### Raw data

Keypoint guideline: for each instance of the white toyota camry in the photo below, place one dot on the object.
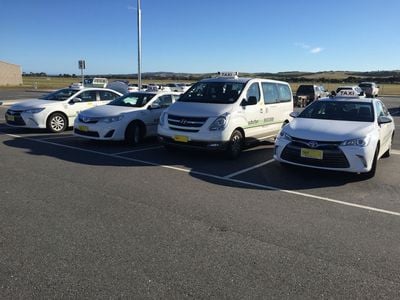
(343, 134)
(57, 111)
(130, 117)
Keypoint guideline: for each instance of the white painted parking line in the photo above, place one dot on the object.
(57, 137)
(249, 169)
(139, 149)
(397, 152)
(186, 170)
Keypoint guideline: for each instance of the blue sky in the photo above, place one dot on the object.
(198, 36)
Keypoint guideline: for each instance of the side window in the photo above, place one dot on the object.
(107, 95)
(270, 92)
(254, 91)
(284, 93)
(176, 97)
(385, 110)
(88, 96)
(164, 101)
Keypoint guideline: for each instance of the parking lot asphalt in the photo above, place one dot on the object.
(93, 219)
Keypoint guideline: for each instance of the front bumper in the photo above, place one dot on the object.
(347, 159)
(100, 131)
(25, 120)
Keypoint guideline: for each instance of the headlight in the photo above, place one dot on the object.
(112, 119)
(360, 142)
(283, 135)
(220, 123)
(162, 118)
(34, 110)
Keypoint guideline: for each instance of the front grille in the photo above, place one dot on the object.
(189, 124)
(333, 157)
(322, 145)
(88, 120)
(17, 118)
(86, 133)
(193, 144)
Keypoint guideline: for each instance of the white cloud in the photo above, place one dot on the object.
(316, 50)
(302, 45)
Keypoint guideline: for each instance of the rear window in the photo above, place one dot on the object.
(339, 110)
(305, 89)
(365, 85)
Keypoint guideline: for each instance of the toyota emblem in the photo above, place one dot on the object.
(312, 144)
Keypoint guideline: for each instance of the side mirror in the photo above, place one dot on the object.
(384, 120)
(252, 100)
(75, 100)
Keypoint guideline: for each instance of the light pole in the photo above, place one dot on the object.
(139, 46)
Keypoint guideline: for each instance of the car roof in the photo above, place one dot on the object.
(347, 99)
(238, 79)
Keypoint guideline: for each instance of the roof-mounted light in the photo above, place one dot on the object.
(228, 74)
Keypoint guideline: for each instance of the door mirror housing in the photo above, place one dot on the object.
(252, 100)
(75, 100)
(384, 120)
(154, 106)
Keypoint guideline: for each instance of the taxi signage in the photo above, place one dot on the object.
(347, 93)
(228, 74)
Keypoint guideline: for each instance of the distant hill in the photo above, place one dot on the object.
(291, 76)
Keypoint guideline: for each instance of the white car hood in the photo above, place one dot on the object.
(327, 130)
(193, 109)
(33, 103)
(109, 110)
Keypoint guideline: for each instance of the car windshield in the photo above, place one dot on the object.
(365, 85)
(60, 95)
(339, 110)
(133, 100)
(213, 92)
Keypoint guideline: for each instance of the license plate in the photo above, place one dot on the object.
(311, 153)
(10, 118)
(83, 128)
(181, 138)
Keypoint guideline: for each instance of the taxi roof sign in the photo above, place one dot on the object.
(347, 93)
(228, 74)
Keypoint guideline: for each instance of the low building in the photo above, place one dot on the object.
(10, 74)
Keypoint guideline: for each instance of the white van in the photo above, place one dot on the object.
(224, 113)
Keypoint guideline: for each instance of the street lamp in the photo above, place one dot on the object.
(139, 18)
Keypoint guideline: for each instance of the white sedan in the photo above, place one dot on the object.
(57, 111)
(131, 117)
(341, 134)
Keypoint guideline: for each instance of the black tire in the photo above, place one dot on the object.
(133, 134)
(387, 153)
(169, 148)
(56, 123)
(371, 173)
(235, 145)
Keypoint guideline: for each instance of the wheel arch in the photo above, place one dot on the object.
(58, 112)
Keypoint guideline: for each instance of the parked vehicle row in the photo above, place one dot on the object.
(58, 110)
(347, 132)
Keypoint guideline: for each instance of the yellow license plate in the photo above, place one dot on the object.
(10, 118)
(311, 153)
(83, 128)
(181, 138)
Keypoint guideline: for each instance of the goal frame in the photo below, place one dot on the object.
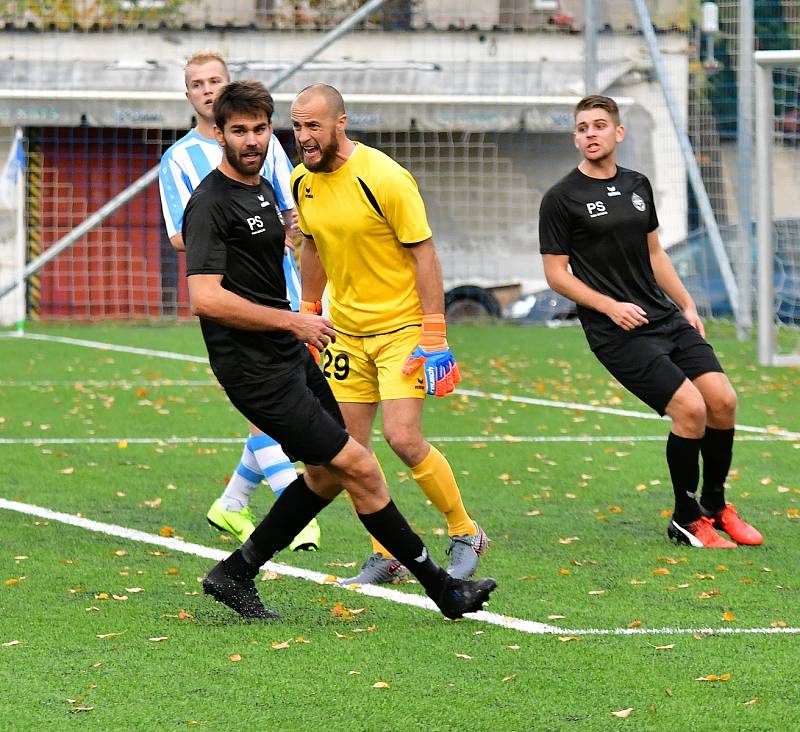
(765, 62)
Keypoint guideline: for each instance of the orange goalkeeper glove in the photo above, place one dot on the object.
(314, 308)
(440, 368)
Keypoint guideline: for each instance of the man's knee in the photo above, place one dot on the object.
(687, 411)
(722, 405)
(406, 442)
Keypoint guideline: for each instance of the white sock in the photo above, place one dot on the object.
(272, 462)
(246, 478)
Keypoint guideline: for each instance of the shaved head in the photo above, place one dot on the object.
(331, 97)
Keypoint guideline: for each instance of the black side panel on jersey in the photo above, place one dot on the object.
(296, 190)
(370, 197)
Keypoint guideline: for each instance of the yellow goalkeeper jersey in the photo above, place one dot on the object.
(363, 217)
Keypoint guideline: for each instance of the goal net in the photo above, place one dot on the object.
(473, 98)
(777, 193)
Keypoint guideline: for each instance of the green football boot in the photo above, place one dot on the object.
(239, 523)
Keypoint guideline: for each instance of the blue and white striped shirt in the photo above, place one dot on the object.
(192, 158)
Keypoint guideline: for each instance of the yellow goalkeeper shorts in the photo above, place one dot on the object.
(369, 369)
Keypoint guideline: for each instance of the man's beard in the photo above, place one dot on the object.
(244, 169)
(327, 155)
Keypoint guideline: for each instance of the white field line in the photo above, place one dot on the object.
(577, 406)
(476, 439)
(505, 621)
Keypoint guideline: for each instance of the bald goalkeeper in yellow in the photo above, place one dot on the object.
(367, 237)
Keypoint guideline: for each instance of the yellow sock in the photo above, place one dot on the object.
(435, 477)
(377, 547)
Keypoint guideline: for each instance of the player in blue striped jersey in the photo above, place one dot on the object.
(183, 166)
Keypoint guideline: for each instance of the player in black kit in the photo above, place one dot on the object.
(234, 239)
(600, 222)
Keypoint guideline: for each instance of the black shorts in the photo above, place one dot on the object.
(297, 410)
(653, 361)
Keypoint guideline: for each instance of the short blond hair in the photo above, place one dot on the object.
(203, 57)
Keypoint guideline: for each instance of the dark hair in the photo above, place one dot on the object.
(242, 97)
(597, 101)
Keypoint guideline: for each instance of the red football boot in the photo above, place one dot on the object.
(699, 533)
(740, 531)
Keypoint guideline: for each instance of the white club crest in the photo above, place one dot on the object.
(637, 202)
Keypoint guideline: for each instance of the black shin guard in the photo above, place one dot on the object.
(295, 507)
(683, 459)
(717, 452)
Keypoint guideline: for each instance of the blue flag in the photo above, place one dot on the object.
(12, 172)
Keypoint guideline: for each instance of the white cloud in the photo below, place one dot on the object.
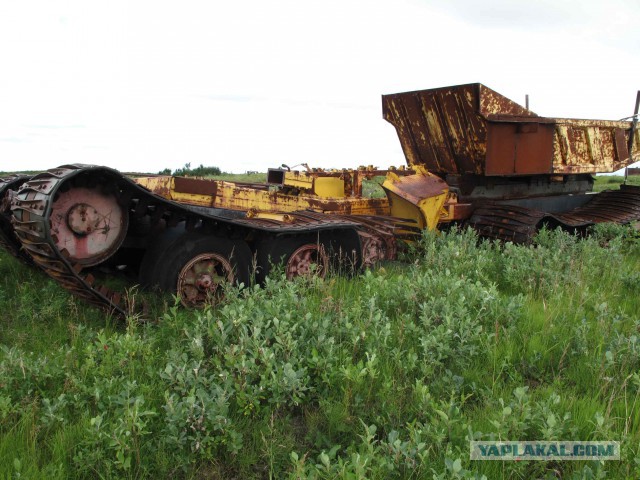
(251, 84)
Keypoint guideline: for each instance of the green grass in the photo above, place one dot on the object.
(386, 374)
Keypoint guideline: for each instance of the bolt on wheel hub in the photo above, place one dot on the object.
(88, 224)
(200, 280)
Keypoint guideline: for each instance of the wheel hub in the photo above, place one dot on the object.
(88, 224)
(200, 280)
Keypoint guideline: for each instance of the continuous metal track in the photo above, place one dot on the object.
(8, 239)
(33, 209)
(519, 225)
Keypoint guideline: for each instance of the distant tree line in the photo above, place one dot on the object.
(200, 171)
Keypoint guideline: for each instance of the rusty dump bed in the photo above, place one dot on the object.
(471, 129)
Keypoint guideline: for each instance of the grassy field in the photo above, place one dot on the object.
(387, 374)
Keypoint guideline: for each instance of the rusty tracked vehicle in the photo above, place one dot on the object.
(77, 221)
(473, 156)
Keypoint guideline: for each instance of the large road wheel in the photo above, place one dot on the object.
(196, 267)
(300, 256)
(88, 223)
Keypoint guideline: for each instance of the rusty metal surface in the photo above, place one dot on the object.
(8, 240)
(519, 224)
(35, 205)
(471, 129)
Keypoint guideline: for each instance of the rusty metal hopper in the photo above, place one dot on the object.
(471, 129)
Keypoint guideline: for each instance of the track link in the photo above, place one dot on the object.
(519, 225)
(8, 240)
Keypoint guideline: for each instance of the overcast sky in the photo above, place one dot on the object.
(247, 85)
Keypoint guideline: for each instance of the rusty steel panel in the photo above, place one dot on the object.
(590, 146)
(519, 148)
(471, 129)
(195, 186)
(445, 129)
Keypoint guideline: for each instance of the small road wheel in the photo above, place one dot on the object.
(196, 267)
(300, 256)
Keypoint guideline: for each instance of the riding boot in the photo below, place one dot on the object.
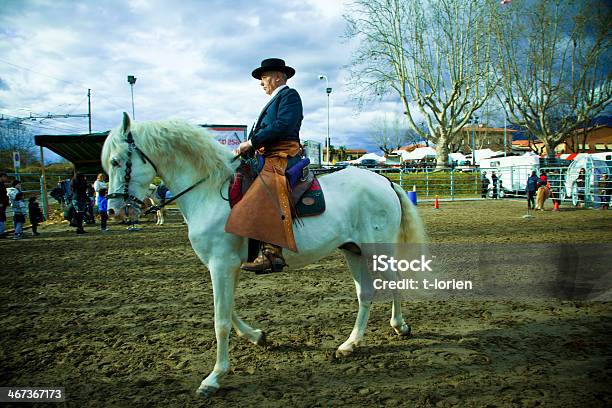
(270, 260)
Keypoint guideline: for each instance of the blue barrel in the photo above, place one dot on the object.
(412, 196)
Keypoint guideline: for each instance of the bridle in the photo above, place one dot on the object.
(129, 199)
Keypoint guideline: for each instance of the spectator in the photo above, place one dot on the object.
(19, 213)
(4, 203)
(543, 179)
(36, 216)
(99, 184)
(78, 186)
(604, 192)
(494, 182)
(484, 184)
(12, 191)
(580, 182)
(91, 202)
(103, 208)
(532, 187)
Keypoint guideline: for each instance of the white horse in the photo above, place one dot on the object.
(361, 207)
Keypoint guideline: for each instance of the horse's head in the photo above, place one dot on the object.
(129, 169)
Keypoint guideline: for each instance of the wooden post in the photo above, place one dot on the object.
(44, 197)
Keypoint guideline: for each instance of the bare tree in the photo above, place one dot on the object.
(554, 61)
(434, 54)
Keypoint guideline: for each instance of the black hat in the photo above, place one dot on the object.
(273, 64)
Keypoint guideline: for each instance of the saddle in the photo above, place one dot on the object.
(306, 196)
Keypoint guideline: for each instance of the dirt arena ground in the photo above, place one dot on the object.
(125, 319)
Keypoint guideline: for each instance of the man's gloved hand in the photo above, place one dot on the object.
(243, 147)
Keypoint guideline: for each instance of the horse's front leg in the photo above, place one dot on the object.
(223, 274)
(255, 336)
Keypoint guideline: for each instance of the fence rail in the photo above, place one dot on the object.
(448, 183)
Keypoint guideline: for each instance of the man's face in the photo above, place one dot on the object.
(271, 80)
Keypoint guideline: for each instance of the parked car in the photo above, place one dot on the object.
(369, 163)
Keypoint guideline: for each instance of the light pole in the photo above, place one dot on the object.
(328, 140)
(474, 120)
(132, 81)
(505, 137)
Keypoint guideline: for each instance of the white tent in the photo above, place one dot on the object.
(371, 156)
(420, 153)
(456, 157)
(485, 154)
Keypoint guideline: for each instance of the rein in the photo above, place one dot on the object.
(130, 199)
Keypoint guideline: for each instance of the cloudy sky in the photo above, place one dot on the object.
(192, 59)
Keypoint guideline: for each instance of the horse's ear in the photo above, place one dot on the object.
(125, 126)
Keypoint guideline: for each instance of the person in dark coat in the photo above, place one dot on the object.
(264, 212)
(494, 181)
(605, 189)
(4, 204)
(532, 188)
(36, 216)
(580, 184)
(484, 185)
(80, 200)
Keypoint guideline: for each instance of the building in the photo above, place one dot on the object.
(483, 137)
(342, 154)
(598, 139)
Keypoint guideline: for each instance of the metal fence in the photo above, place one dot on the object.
(460, 184)
(448, 183)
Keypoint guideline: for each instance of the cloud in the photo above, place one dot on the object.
(4, 85)
(193, 60)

### Requirement
Return exactly the lines from the one containing "Keypoint guideline: for each instance of the black hat" to the last line of the data, and nothing more.

### Answer to this task
Keypoint guideline: for each instance of the black hat in the photo above, place one dot on the object.
(273, 64)
Keypoint guideline: for each instance of the saddle in the photo above, place one dot on the object.
(306, 196)
Keypoint guideline: for each instance of the dirt arena ground in the photo above, place one dot on the object.
(125, 319)
Keypoint guideline: for each instance of the man's gloved hand in the photo above, place one dot on the object.
(243, 147)
Keypoint guideline: for each instance of the horse's front leg in the photo above, place one dot on the object.
(223, 274)
(255, 336)
Keypoint guideline: for each instance of the fence rail in the photo above, place one dot on the object.
(448, 183)
Keypoint guideline: for each instance of the man's face in the photo above, place one dot on the object.
(271, 80)
Keypoint guideline: for each instance of the parked car in the photo above, place one dot on the object.
(369, 163)
Keypoint guideline: for each instance of the light pole in the photo above, place one dot on the object.
(328, 140)
(474, 120)
(132, 81)
(505, 137)
Keypoint guideline: for each instance of the white tent in the photo above, place one dot on the object.
(371, 156)
(420, 153)
(456, 157)
(485, 154)
Keypoint guideline: for each instance of the rein in the photo above, place one dot on the object.
(130, 199)
Keypoint guideline: for each instance of the cloudy sky in the photo above, place one dot on the object.
(192, 59)
Keypoint guideline: for each instance of the horse's ear in the photo above, place one dot on the object.
(125, 126)
Keypoint guideline: for each instance of the person in dark coat in the photo above, place one dot on the object.
(264, 212)
(494, 181)
(605, 189)
(4, 204)
(532, 188)
(36, 216)
(580, 184)
(484, 185)
(80, 200)
Keypoint guideline: for each instance of the building in the photo above, place one dot on the object.
(483, 137)
(342, 154)
(598, 139)
Keypoint guideline: for each instance of the metal fence in the photo above, place one dot on the object.
(460, 184)
(448, 183)
Keypoint guideline: for each instance of the cloud in the photo above, place one dot on the object.
(4, 85)
(193, 60)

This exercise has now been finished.